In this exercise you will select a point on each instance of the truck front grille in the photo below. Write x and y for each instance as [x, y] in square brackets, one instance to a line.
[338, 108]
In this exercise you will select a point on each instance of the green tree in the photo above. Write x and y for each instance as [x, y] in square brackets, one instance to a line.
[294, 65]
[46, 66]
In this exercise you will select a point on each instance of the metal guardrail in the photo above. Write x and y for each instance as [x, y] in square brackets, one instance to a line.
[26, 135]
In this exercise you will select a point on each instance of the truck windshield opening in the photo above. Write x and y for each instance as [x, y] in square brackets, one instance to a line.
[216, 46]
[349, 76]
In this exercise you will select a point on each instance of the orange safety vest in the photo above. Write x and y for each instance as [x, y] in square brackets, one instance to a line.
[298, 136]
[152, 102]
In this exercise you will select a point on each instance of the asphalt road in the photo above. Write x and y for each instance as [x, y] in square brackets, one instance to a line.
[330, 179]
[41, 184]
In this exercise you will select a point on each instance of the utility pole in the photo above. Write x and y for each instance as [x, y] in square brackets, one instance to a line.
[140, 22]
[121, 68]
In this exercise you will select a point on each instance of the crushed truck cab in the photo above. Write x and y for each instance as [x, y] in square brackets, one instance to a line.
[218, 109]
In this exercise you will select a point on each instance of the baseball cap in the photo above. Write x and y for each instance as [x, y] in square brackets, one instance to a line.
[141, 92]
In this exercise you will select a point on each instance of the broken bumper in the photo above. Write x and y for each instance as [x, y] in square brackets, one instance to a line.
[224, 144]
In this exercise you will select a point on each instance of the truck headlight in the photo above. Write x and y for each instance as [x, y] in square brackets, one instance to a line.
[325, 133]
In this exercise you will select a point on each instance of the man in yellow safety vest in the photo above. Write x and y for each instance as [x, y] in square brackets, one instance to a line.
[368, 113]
※ ※ ※
__Task instructions__. All the lines above should appear again in the answer, exactly as written.

__Expected output__.
In this exercise you will select a point on each instance of the truck front grille in the photo below. Write x and y for each instance as [x, y] in square brackets, one instance to a line.
[338, 108]
In this exercise you will select a point on each instance of the green tree in the photo above. Write x and y for each instance as [x, y] in square brackets, one instance to a line.
[294, 65]
[46, 66]
In this exercise you will select a point on each instance of the metal guardrail in the photo above. Write x and y for each instance as [x, y] in square brackets, one instance to a line.
[26, 135]
In this exercise you will select a point on each instance of the truck windshield opening in the photo above. Write x and y for each instance as [x, y] in square brackets, one instance to a line.
[216, 46]
[349, 76]
In this exercise you will select a point on each instance of the orange safety vest in the photo above. Write x and y for each instance as [x, y] in square brackets, one instance to a line.
[298, 136]
[152, 102]
In this exercise you will select a point on each instance of the asphalt road in the photo above. Write x and y for each instance as [x, y] in square brackets, one instance to a line.
[330, 179]
[41, 184]
In this exercise you will select a point on each instance of the utility pole in the photo above. Write x and y for each instance as [x, y] in square brackets, one instance to a line.
[140, 22]
[121, 68]
In this exercise you will select a point on each instance of the crushed truck cab in the photo above. Write x and y for each instance as [x, y] in square brackets, one instance to a line.
[218, 109]
In this exercise you will select a point on each instance of the baseball cap in the photo above. Write x and y for each instance as [x, y] in square brackets, one instance to a line.
[141, 92]
In this exercise you will select a point on each instance of the broken bumper in the photo above. Write x and y for each instance as [x, y] in square brackets, one instance to a line.
[224, 144]
In this exercise you will select a point on each instance of the truck headlight in the photo above. Write x and y for each instance as [x, y] in square brackets, one instance to a line.
[325, 133]
In this exercise you will select a point on each instance of the man in yellow safety vest in the photo above. Write x and y for each instance as [x, y] in square brackets, one instance to a line.
[368, 113]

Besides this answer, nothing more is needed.